## Given exercise
Change "written like" to "formatted as" wherever it occurs in the lines below, leaving everything else as it is.

## Dataset
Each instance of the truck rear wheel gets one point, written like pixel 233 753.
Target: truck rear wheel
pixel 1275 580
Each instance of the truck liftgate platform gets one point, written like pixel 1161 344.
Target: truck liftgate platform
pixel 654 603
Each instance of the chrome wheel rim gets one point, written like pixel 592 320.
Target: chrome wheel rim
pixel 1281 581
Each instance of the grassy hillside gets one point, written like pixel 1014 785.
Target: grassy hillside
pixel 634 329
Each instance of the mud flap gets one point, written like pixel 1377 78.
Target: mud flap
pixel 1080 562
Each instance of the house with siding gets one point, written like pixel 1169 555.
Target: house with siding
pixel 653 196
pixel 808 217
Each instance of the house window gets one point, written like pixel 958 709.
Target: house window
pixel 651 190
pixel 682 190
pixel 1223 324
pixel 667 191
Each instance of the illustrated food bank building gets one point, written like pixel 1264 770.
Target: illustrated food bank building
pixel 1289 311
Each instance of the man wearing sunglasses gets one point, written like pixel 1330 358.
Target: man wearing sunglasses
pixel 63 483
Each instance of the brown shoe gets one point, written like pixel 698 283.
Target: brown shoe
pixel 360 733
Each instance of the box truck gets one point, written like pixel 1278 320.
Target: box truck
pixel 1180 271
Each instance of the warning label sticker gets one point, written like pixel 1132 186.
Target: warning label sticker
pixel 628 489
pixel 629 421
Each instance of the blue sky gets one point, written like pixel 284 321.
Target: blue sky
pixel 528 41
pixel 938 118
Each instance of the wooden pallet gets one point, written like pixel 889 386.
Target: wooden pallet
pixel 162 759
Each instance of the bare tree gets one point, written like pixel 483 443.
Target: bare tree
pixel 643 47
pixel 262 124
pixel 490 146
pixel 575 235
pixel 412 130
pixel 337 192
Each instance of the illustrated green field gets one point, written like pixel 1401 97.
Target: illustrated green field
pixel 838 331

## Response to the task
Each instance of the truck rear wheel gets one point, formatted as pixel 233 753.
Target: truck rear wheel
pixel 1275 580
Each instance of the truck liftgate platform gets one point, formatted as pixel 1161 344.
Target: truck liftgate platform
pixel 654 603
Each instance of the chrome wheel rim gets one point, formatted as pixel 592 320.
Target: chrome wheel rim
pixel 1281 581
Each instance of the grassy hillside gets one point, formatted as pixel 1014 785.
Target: grassy hillside
pixel 634 329
Each instance of the mud flap gets one point, formatted as pixel 1377 78.
Target: mud flap
pixel 1080 562
Each instance of the house with siding gets one point, formatted as pixel 1169 555.
Target: house with siding
pixel 653 196
pixel 808 217
Each instance of the house window gets one point, formatted as pixel 958 709.
Target: house window
pixel 651 190
pixel 682 190
pixel 1223 324
pixel 667 191
Each instance of the illustrated food bank building gets one point, formatted as pixel 1264 770.
Target: illustrated food bank building
pixel 1289 311
Each instance of the man wearing sunglasses gets one point, formatted as pixel 1330 358.
Target: man wearing sunglasses
pixel 63 483
Each instance of the brown shoe gets one point, formatted as pixel 698 283.
Target: brown shoe
pixel 360 733
Each instance of the box truck gets one point, formatted as pixel 1278 320.
Target: box truck
pixel 1180 271
Each instance of the warning label sticker gets one point, formatted as pixel 1132 186.
Target: warning label sticker
pixel 628 489
pixel 629 421
Each instance of the blue sky gets one point, formatted as pixel 284 321.
Target: blue sky
pixel 528 41
pixel 938 118
Each instance of the wooden pallet gets one point, formatted as pixel 889 386.
Target: wooden pallet
pixel 162 759
Each instance of the bare tree gets one point, formatted as pixel 483 443.
Target: bare tree
pixel 643 47
pixel 262 124
pixel 490 146
pixel 575 235
pixel 412 130
pixel 337 192
Each instance of the illustrated green field gets one point, formatted as pixel 1401 97.
Target: illustrated green field
pixel 838 331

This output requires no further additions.